Every line from the one containing "pick out the white textured" through the end of the listing below must be given again exactly, and nothing else; exclude pictures.
-- BEGIN Exercise data --
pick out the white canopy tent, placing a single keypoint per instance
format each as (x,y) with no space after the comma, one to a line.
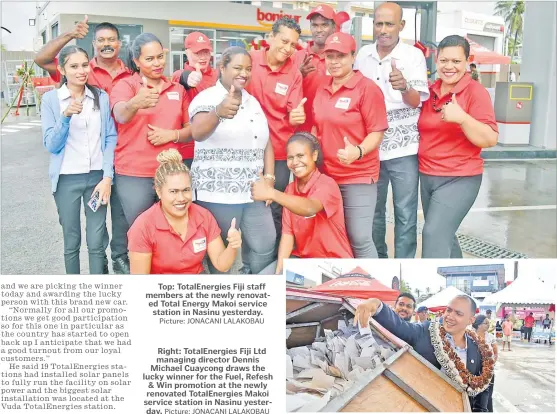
(524,291)
(441,299)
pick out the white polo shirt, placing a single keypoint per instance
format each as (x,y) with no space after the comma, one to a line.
(225,164)
(402,137)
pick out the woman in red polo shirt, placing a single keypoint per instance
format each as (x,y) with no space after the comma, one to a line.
(313,216)
(174,235)
(350,120)
(151,115)
(455,124)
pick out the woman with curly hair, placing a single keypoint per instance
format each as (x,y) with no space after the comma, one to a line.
(312,216)
(174,235)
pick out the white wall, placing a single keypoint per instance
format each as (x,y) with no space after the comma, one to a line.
(539,66)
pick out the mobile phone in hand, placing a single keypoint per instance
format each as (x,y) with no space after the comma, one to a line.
(95,202)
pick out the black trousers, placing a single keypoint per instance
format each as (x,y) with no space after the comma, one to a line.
(527,333)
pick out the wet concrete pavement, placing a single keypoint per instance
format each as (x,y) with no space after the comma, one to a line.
(515,208)
(525,379)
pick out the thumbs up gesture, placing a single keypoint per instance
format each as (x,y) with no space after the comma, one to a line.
(349,153)
(230,105)
(261,190)
(396,78)
(298,114)
(147,96)
(452,112)
(234,236)
(75,107)
(81,29)
(194,78)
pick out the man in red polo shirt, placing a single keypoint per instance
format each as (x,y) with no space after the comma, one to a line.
(106,70)
(276,83)
(197,74)
(311,61)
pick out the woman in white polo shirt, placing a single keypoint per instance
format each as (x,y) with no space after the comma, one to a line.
(232,147)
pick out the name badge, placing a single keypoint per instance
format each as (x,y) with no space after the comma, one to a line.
(343,103)
(199,245)
(281,89)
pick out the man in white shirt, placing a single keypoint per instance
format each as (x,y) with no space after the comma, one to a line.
(401,73)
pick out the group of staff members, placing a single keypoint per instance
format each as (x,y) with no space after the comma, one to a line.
(342,124)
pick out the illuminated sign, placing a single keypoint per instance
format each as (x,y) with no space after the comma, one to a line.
(266,19)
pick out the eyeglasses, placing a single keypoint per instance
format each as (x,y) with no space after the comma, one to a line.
(102,40)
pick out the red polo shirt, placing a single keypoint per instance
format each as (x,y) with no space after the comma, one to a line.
(135,156)
(100,77)
(151,233)
(444,149)
(278,93)
(209,78)
(311,82)
(322,235)
(354,111)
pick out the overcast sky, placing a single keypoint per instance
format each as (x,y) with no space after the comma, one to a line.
(16,15)
(423,273)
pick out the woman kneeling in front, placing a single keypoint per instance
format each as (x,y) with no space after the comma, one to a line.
(173,235)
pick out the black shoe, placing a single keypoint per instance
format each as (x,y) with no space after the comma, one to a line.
(121,265)
(105,267)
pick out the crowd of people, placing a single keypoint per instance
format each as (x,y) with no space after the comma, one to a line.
(285,151)
(458,328)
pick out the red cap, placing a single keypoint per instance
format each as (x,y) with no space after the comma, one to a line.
(340,42)
(197,41)
(326,11)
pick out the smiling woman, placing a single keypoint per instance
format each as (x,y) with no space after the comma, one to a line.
(455,124)
(232,147)
(313,217)
(151,114)
(174,235)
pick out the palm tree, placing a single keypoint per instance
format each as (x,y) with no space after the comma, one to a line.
(512,12)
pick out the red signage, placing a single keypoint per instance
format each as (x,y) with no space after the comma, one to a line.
(395,284)
(267,19)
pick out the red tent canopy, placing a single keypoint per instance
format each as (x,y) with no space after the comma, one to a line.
(483,56)
(358,287)
(358,284)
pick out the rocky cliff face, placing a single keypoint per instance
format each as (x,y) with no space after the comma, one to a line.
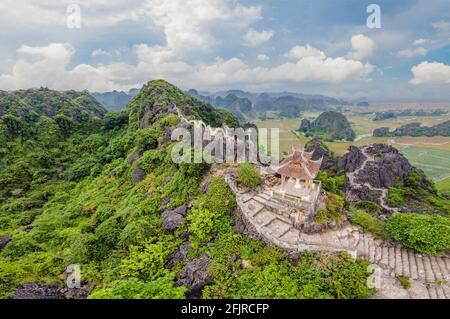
(372,170)
(387,168)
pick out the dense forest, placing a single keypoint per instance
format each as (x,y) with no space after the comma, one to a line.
(84,186)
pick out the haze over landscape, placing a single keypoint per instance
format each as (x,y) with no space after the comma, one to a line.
(224,149)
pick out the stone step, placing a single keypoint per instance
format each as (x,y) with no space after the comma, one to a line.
(385,256)
(440,292)
(429,276)
(278,228)
(392,257)
(405,262)
(447,263)
(433,293)
(441,264)
(253,207)
(372,249)
(398,260)
(360,245)
(420,268)
(435,268)
(412,265)
(378,253)
(291,236)
(263,217)
(446,289)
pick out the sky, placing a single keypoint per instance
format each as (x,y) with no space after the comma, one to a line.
(305,46)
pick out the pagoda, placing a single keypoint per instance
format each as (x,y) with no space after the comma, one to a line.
(298,172)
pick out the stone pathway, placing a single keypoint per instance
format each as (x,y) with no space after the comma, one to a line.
(384,191)
(429,276)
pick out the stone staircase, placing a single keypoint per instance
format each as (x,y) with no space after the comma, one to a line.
(429,276)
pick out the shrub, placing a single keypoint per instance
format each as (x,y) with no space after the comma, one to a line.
(133,288)
(368,223)
(248,175)
(396,196)
(404,281)
(220,199)
(148,262)
(427,234)
(331,184)
(368,206)
(201,224)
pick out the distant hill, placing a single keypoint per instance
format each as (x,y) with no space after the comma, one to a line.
(415,129)
(244,104)
(381,116)
(29,104)
(328,126)
(267,105)
(115,100)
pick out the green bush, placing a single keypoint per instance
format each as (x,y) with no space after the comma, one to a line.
(201,224)
(396,196)
(248,175)
(427,234)
(133,288)
(219,199)
(147,262)
(331,184)
(368,206)
(368,223)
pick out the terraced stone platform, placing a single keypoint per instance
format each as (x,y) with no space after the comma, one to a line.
(429,276)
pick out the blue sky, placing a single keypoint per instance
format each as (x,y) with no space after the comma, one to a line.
(303,46)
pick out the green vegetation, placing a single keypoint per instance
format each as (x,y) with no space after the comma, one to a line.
(333,184)
(334,210)
(404,281)
(427,234)
(71,180)
(329,126)
(418,194)
(443,186)
(248,175)
(368,223)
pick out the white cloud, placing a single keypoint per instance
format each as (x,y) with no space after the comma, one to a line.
(409,53)
(262,57)
(441,26)
(420,41)
(189,25)
(50,66)
(299,52)
(47,66)
(254,38)
(100,52)
(431,73)
(362,47)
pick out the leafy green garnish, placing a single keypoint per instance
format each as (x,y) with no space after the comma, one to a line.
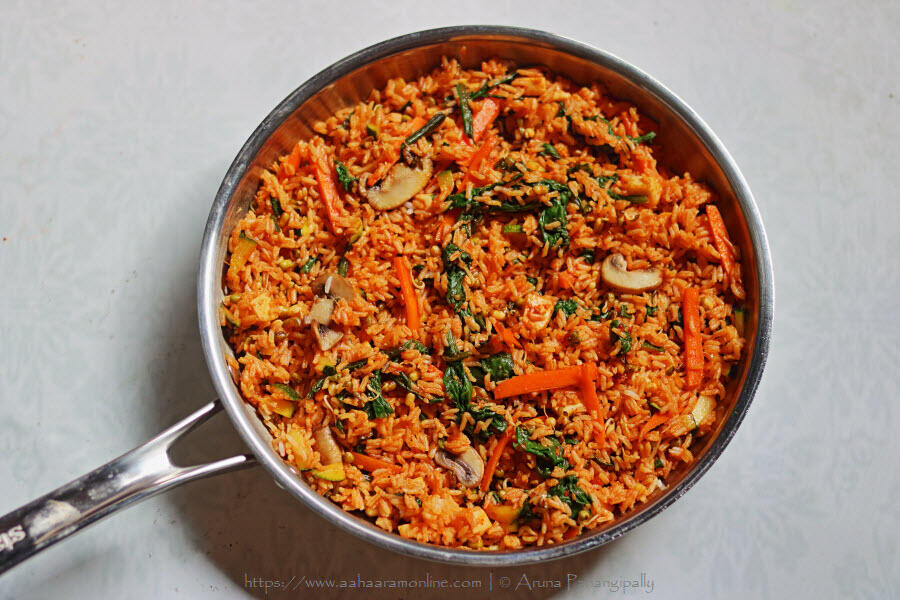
(527,512)
(555,213)
(377,407)
(277,211)
(327,372)
(457,386)
(403,380)
(647,137)
(549,150)
(567,307)
(343,266)
(427,128)
(465,109)
(496,422)
(624,338)
(357,364)
(308,265)
(453,256)
(485,89)
(547,456)
(288,391)
(568,490)
(394,354)
(347,180)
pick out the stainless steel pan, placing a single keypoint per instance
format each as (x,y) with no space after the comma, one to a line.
(685,143)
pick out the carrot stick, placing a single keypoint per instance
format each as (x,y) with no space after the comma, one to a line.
(693,345)
(491,465)
(539,381)
(293,160)
(652,423)
(589,397)
(506,335)
(589,389)
(327,189)
(370,463)
(485,116)
(725,247)
(479,155)
(409,292)
(393,153)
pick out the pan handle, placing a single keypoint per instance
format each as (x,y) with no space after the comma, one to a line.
(138,474)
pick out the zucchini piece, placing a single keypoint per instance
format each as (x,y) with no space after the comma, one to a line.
(740,318)
(283,407)
(704,407)
(242,252)
(503,514)
(332,472)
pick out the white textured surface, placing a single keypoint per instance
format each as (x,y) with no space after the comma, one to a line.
(116,126)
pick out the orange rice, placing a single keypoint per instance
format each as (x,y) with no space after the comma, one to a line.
(533,296)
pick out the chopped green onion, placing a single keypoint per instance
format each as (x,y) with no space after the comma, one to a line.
(465,109)
(427,128)
(549,150)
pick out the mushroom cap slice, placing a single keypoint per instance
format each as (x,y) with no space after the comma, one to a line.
(615,274)
(402,183)
(326,336)
(468,466)
(333,286)
(321,311)
(329,288)
(327,446)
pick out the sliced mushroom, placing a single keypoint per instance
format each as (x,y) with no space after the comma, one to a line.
(327,446)
(468,466)
(333,286)
(330,287)
(402,183)
(615,274)
(326,336)
(321,310)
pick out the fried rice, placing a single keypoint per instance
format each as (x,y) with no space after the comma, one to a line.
(476,329)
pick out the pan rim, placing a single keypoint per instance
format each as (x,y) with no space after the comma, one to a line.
(284,475)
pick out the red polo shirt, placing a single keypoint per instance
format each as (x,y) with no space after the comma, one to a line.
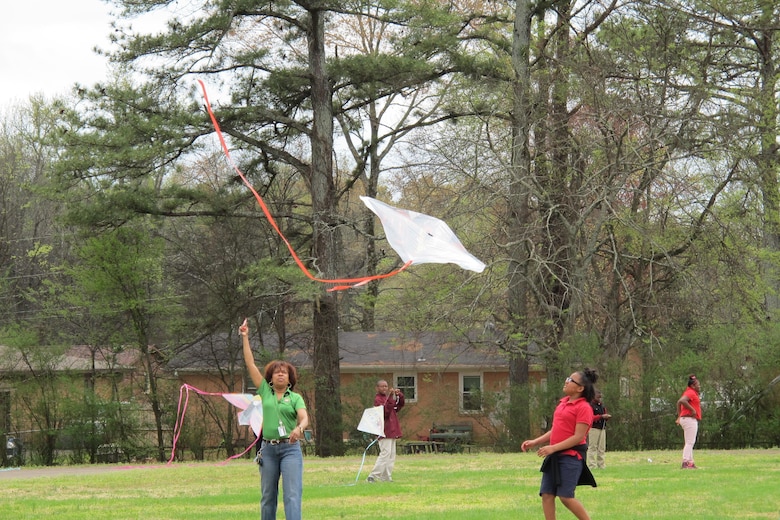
(567,415)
-- END Exercise data --
**The result**
pick out the white textured surface, placing a single keypoint per instance
format each as (x,y) with no space after the comma, one to a line.
(116,126)
pick out the orange rice, placing a single keypoint per instance
format each as (x,y) with no space after the comma, one to a line.
(533,296)
pick out the chopped green onion, placing a single keypoint per instance
format each as (x,y) with no space after the comma, one to a line.
(465,109)
(427,128)
(549,150)
pick out the mushroom cap slice, placing a single keypoint per instance
format each as (x,y) with no space after the comma, one to a line.
(615,274)
(402,183)
(326,336)
(468,466)
(333,286)
(321,311)
(329,288)
(327,446)
pick out the sliced mushroom, placing a single keypoint per instance
format each as (x,y) with no space after the comma, one to a line.
(327,446)
(468,466)
(333,286)
(330,287)
(402,183)
(615,274)
(326,336)
(321,310)
pick out the fried rice, placing a single keypoint per instance
format each as (x,y) with no space after the comma, one to a line.
(476,329)
pick out the pan rim, placing a single keypoint per instance
format each as (x,y) with no space after the comma, one to a line.
(284,475)
pick out the red polo shirt, placing a single keypoint per instance
format each as (x,y) with no space after the comma, one to a line.
(567,415)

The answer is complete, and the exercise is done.